(Extracted records)
........

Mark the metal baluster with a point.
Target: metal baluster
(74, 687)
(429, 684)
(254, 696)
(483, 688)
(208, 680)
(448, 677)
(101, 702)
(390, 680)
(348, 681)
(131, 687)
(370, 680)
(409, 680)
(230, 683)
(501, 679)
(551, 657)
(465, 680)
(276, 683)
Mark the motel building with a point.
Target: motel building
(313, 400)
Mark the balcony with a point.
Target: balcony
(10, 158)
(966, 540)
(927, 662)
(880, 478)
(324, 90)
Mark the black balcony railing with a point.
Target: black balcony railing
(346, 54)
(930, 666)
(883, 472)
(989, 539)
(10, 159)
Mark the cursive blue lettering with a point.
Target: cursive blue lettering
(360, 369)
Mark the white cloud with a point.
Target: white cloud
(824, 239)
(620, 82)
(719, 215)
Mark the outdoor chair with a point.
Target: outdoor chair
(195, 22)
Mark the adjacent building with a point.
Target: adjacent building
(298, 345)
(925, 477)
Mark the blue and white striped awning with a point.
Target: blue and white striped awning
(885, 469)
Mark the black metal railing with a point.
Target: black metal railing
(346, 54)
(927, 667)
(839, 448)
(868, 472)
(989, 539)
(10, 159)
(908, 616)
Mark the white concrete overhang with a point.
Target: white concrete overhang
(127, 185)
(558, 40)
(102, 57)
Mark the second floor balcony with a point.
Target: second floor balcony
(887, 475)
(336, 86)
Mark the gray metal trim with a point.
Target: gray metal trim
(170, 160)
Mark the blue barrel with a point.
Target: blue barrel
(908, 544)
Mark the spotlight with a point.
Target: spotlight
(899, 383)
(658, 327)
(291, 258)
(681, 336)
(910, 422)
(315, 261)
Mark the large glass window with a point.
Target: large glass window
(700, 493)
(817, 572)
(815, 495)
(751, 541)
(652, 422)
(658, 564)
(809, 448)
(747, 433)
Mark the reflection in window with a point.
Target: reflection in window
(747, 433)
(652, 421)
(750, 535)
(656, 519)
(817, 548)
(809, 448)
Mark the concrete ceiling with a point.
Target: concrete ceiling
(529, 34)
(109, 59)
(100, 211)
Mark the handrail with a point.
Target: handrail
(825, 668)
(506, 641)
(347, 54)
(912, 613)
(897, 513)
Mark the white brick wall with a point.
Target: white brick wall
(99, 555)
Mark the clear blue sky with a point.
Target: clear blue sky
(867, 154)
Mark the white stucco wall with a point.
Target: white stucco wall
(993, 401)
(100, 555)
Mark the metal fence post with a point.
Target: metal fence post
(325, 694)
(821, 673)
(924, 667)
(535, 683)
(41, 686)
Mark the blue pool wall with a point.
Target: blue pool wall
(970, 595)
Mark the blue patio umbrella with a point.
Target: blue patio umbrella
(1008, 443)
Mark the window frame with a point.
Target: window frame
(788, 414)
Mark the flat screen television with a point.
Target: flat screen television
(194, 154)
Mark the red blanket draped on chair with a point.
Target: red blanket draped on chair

........

● Problem: Your answer must be the full set of records above, reproduced exactly.

● Your response:
Mark the metal baluster with a point.
Target: metal baluster
(74, 687)
(429, 684)
(254, 696)
(483, 688)
(208, 680)
(448, 677)
(101, 702)
(390, 680)
(348, 681)
(131, 687)
(370, 680)
(409, 680)
(230, 683)
(501, 679)
(551, 657)
(465, 680)
(276, 683)
Mark the motel building with a point.
Target: motel building
(313, 400)
Mark the balcony with a point.
Target: balcony
(10, 158)
(966, 540)
(927, 662)
(880, 478)
(324, 90)
Mark the black balcony railing with a point.
Target: black balcony railing
(346, 54)
(930, 666)
(883, 472)
(989, 539)
(10, 159)
Mark the cursive blue lettering with a point.
Target: cursive blue lettering
(360, 369)
Mark the white cloud with a point.
Target: white cloud
(824, 239)
(620, 82)
(719, 215)
Mark the outdoor chair with a point.
Target: outdoor chair
(195, 22)
Mark the adjacent building with a point.
Target: adjacent building
(298, 345)
(925, 477)
Mark the blue and white striped awning with a point.
Target: blue and white striped awning
(885, 469)
Mark the black metal railing with a point.
Target: black metal railing
(346, 54)
(927, 667)
(839, 448)
(868, 472)
(989, 539)
(10, 159)
(908, 616)
Mark the white concrete overhang with a point.
Target: white concrete overhang
(127, 185)
(558, 40)
(102, 57)
Mark the second floor balcony with a point.
Target: second floor balcony
(887, 475)
(336, 86)
Mark the gray metal trim with a point.
Target: gray metal trim
(170, 160)
Mark the blue barrel with a point.
Target: blue barrel
(908, 544)
Mark the spotlight with a point.
Target: spotlight
(899, 383)
(658, 327)
(291, 258)
(681, 336)
(910, 422)
(315, 261)
Mark the large glass window with a point.
Target: large glass window
(700, 493)
(817, 572)
(815, 495)
(751, 541)
(652, 422)
(658, 564)
(809, 448)
(747, 433)
Mark the reflection in window with a point.
Target: reflection in window
(747, 433)
(652, 421)
(750, 535)
(656, 519)
(817, 548)
(809, 448)
Mark the concrete ceiling with a point.
Target: concrete ceiling
(529, 34)
(109, 59)
(100, 211)
Mark the handrail with a point.
Target: handrail
(825, 668)
(506, 641)
(347, 54)
(912, 613)
(897, 513)
Mark the white brick wall with a point.
Target: white brick wall
(99, 555)
Mark the clear blue sky with a point.
Target: clear blue sky
(867, 154)
Mark the white stucco wall with a point.
Target: white stucco wall
(993, 401)
(100, 555)
Mark the metal fence post with a point.
Target: metal fence post
(325, 694)
(821, 673)
(924, 667)
(535, 683)
(41, 686)
Mark the blue pool wall with a point.
Target: blue pool wall
(970, 595)
Mark the blue patio umbrella with a point.
Target: blue patio umbrella
(1008, 443)
Mark the window frame with a point.
Target: window frame
(788, 414)
Mark the flat screen television with a point.
Target: flat screen television
(194, 154)
Mark the red blanket draped on chair with a point.
Target: red blanket draped on chair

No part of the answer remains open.